### Data

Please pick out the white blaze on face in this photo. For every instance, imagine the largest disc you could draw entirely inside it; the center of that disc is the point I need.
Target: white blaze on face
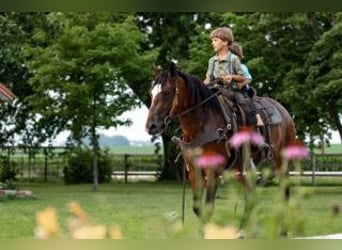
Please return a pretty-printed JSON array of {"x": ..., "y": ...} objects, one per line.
[{"x": 156, "y": 90}]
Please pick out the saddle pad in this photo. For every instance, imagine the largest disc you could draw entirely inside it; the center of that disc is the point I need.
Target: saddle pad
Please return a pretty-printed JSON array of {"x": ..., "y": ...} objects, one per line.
[{"x": 264, "y": 105}]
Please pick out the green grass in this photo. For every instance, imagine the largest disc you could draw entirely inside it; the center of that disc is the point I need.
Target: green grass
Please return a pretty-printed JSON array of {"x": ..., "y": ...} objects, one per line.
[
  {"x": 142, "y": 210},
  {"x": 332, "y": 149}
]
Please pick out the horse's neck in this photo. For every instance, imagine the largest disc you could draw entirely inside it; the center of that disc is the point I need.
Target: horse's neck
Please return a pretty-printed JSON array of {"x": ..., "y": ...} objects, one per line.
[{"x": 198, "y": 122}]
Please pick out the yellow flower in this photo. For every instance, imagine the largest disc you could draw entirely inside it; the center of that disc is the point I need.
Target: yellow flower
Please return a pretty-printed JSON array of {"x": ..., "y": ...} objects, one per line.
[
  {"x": 115, "y": 232},
  {"x": 47, "y": 223},
  {"x": 212, "y": 231}
]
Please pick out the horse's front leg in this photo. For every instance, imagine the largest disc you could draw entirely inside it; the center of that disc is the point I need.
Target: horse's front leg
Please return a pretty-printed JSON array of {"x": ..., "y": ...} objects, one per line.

### Goal of the exercise
Transcribe all of the records above verbatim, leaving out the picture.

### Answer in full
Please pick out the white blaze on face in this photo. For every instance, imagine the largest disc you could draw entirely inside it; the center of that disc is the point I need.
Target: white blaze on face
Please return a pretty-printed JSON array of {"x": ..., "y": ...} objects, one per line.
[{"x": 156, "y": 90}]
Please pick out the saddle pad in this photo. For every instance, imagine the largest disc you could draw entirely inside it; the center of that disc is the point I need.
Target: saddle pad
Please return a pretty-printed JSON array of {"x": ..., "y": ...} objects, one per line.
[{"x": 264, "y": 105}]
Please pick out the green grass in this photo. For every instance, imagine the largest disc you could draw entirely inside it; the center of that disc is the point I need.
Target: green grass
Please return a pretty-printed JSON array of {"x": ..., "y": ...} objects, one per line.
[
  {"x": 142, "y": 210},
  {"x": 332, "y": 149}
]
Please pick out the horse's neck in this photo. For every instance, imagine the largest disc you could draw entirely inside it; the center of that disc is the point I need.
Target: horse's neck
Please return a pretty-printed JSON array of {"x": ..., "y": ...} objects, one per line.
[{"x": 198, "y": 122}]
Please pick out the yellow flower in this photo. For every instance, imagine the largest disc you could draw entirely inside it; the center of that disc is the point I need.
Target: yellow flower
Please return a pretty-printed JSON array of {"x": ..., "y": ...} objects, one per line.
[
  {"x": 115, "y": 232},
  {"x": 47, "y": 223},
  {"x": 212, "y": 231}
]
Please pick out the horse's front leg in this photo. For every instance, imagine the largest disc you could draw entirely inside it; the center of that disc is the point I need.
Target: horse's front leg
Please return a pretty-printed JSON array of {"x": ..., "y": ...} objects, one per line.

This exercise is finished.